**Supplied text**

United States v. Tyrone Noble

U.S. Court of Appeals for the Fourth Circuit

United States v. Tyrone Noble

Opinion

UNPUBLISHED

UNITED STATES COURT OF APPEALS FOR THE FOURTH CIRCUIT

No. 18-6768

UNITED STATES OF AMERICA,

Plaintiff - Appellee,

v.

TYRONE NOBLE,

Defendant - Appellant.

Appeal from the United States District Court for the District of South Carolina, at Columbia. Joseph F. Anderson, Jr., Senior District Judge. (3:06-cr-00748-JFA-9)

Submitted: October 30, 2018 Decided: November 7, 2018

Before WILKINSON, NIEMEYER, and THACKER, Circuit Judges.

Affirmed by unpublished per curiam opinion.

Tyrone Noble, Appellant Pro Se.

Unpublished opinions are not binding precedent in this circuit. PER CURIAM:

Tyrone Noble appeals the district court’s order construing his Fed. R. Civ. P. 60(b)

motion as an unauthorized successive

28 U.S.C. § 2255

(2012) motion and dismissing for

lack of jurisdiction. We have reviewed the record and find no reversible error.

**Information supplied**
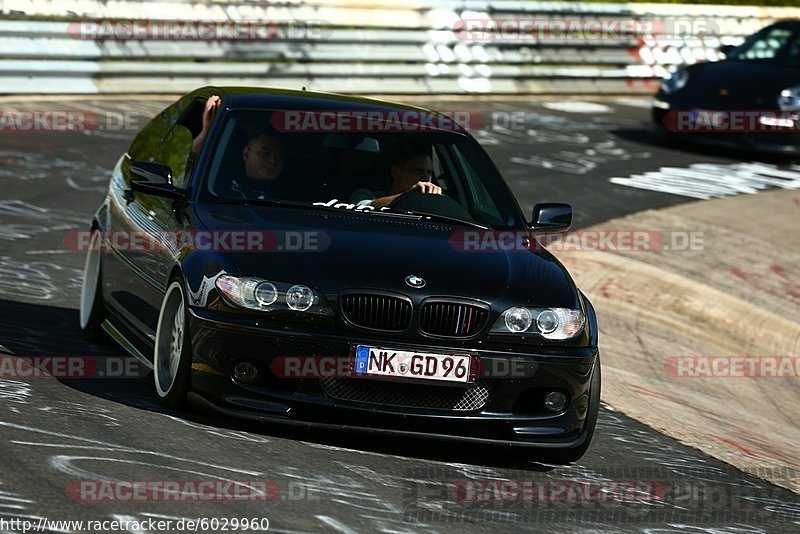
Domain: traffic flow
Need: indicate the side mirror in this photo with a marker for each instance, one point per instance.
(551, 217)
(153, 179)
(151, 172)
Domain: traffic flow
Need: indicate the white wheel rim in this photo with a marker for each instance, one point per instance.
(91, 275)
(169, 339)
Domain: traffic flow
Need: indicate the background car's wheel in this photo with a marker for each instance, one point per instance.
(92, 308)
(574, 454)
(172, 359)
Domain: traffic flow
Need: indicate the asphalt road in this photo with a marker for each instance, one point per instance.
(55, 433)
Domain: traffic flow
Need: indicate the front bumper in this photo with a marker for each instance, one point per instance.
(783, 141)
(510, 390)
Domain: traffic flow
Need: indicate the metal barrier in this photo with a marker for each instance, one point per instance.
(359, 46)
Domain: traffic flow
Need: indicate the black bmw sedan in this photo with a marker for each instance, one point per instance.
(347, 263)
(749, 101)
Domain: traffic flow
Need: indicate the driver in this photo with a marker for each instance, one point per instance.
(411, 169)
(264, 156)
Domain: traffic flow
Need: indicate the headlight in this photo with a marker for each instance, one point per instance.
(265, 295)
(675, 82)
(550, 323)
(789, 99)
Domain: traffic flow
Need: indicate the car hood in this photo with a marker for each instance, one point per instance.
(377, 252)
(746, 85)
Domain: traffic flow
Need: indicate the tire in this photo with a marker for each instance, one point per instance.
(92, 307)
(172, 360)
(566, 456)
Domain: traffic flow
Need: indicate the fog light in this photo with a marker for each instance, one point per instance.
(299, 298)
(246, 372)
(518, 319)
(555, 401)
(547, 321)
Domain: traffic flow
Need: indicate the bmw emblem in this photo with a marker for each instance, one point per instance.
(415, 281)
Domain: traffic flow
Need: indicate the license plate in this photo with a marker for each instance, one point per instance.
(405, 364)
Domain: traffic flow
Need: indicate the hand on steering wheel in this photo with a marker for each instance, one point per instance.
(427, 188)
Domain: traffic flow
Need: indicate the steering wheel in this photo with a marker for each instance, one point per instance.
(417, 201)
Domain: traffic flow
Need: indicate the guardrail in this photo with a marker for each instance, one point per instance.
(377, 46)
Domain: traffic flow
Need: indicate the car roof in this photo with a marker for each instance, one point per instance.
(289, 99)
(269, 97)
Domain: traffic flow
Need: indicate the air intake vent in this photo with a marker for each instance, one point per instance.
(376, 311)
(452, 319)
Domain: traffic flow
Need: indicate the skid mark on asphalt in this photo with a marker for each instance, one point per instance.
(711, 180)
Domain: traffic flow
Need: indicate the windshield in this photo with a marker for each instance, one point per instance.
(388, 169)
(778, 44)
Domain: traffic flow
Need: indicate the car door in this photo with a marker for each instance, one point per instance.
(144, 228)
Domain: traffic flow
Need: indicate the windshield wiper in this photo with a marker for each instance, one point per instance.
(436, 217)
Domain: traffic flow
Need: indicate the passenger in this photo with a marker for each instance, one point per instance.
(411, 169)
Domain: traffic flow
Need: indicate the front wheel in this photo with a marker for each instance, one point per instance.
(92, 311)
(172, 358)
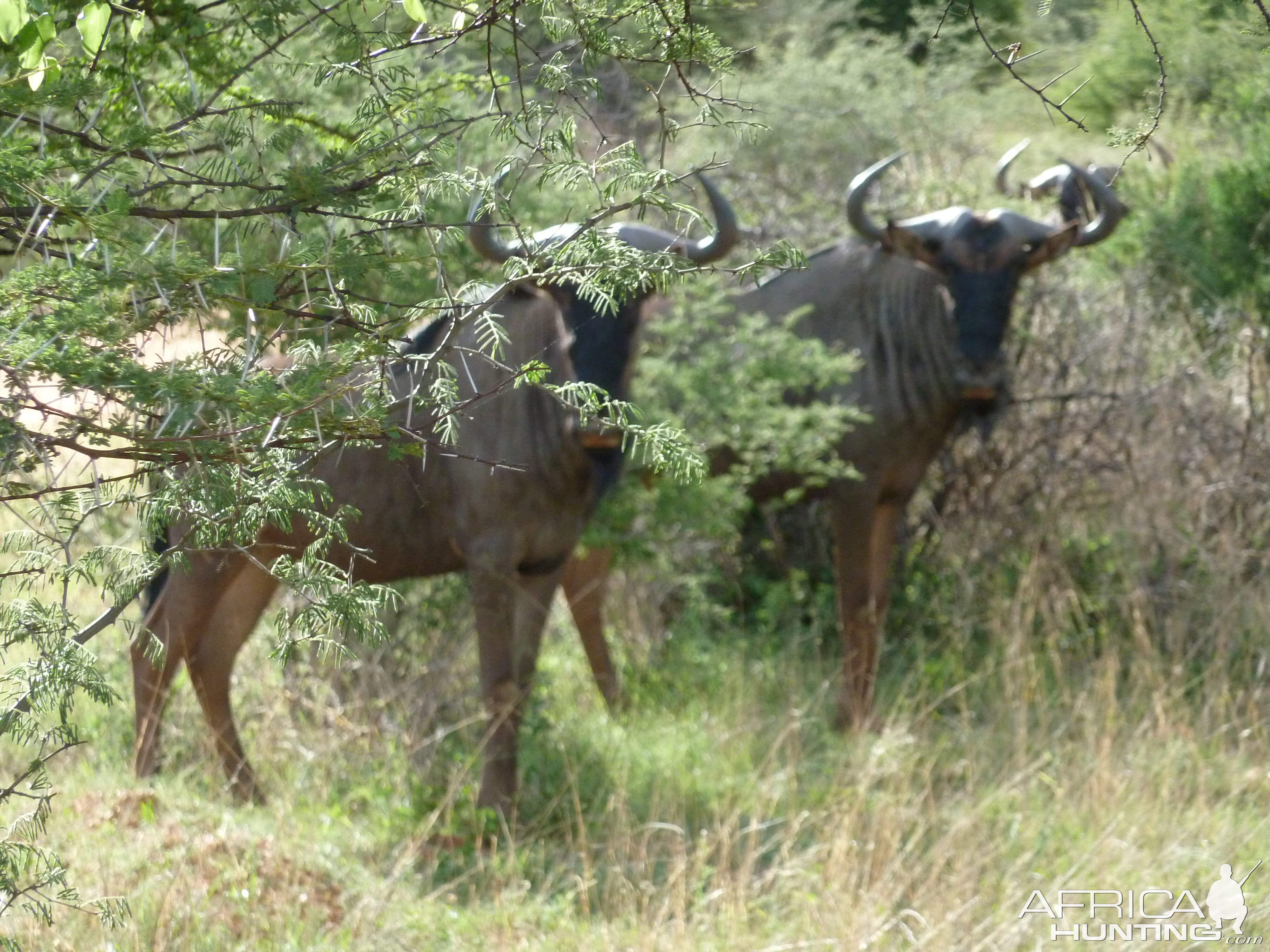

**Exercise tasks**
A: Answer these from the Noble appeal opinion:
(i) Which circuit judges heard the appeal?
(ii) On what date was the case decided?
(iii) What did the district court treat Noble's Fed. R. Civ. P. 60(b) motion as?
B: Write the next part of the court opinion in Tyrone Noble's appeal, picking up after its final sentence.

**Solved tasks**
A:
(i) Wilkinson, Niemeyer, and Thacker.
(ii) November 7, 2018.
(iii) An unauthorized successive 28 U.S.C. § 2255 (2012) motion.

B:
Accordingly, we deny a certificate of appealability (COA) as unnecessary and affirm.

See United States v. McRae,

793 F.3d 392, 400

(4th Cir. 2015) (“[W]e need not issue a

COA before determining whether the district court erred in dismissing [a] purported Rule

60(b) motion as an unauthorized successive habeas petition.”). We dispense with oral

argument because the facts and legal contentions are adequately presented in the

materials before this court and argument would not aid the decisional process.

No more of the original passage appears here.